Records drawn from a dataset
[Start of Attachment]
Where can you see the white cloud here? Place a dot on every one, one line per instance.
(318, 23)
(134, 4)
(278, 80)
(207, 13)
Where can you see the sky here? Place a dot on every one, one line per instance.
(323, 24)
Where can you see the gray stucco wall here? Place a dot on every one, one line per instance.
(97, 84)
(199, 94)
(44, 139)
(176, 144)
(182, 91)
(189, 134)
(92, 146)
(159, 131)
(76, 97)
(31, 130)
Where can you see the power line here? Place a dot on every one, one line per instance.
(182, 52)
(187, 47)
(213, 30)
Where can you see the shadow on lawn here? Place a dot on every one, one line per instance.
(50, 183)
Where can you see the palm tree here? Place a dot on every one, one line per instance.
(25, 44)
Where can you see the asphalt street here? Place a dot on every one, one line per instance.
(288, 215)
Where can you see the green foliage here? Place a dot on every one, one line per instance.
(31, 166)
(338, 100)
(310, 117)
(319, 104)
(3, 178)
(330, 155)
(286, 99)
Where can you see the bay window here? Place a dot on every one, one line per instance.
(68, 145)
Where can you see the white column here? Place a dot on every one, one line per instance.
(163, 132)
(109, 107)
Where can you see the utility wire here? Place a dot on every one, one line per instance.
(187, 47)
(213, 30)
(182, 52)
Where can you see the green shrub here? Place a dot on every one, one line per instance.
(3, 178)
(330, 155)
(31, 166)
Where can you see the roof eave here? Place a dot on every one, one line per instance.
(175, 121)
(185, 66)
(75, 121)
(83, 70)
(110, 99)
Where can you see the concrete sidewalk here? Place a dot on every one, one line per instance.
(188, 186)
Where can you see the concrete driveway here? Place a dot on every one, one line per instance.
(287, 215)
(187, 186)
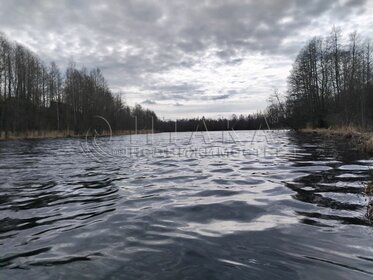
[End of Attachment]
**What the exercise asks**
Starting at the line with "Where can you see the roof", write out every line exactly through the final line of the records above, both included, and skip the pictures.

**Task answer**
Where can you see the roof eave here? Place a dot on every one, one line per instance.
(175, 121)
(185, 66)
(75, 121)
(83, 70)
(110, 99)
Where can you see the concrete sidewalk here? Place a dot on every one, one line per instance.
(188, 186)
Where can you see the concrete driveway here? Place a dot on every one, one line per instance.
(287, 215)
(187, 186)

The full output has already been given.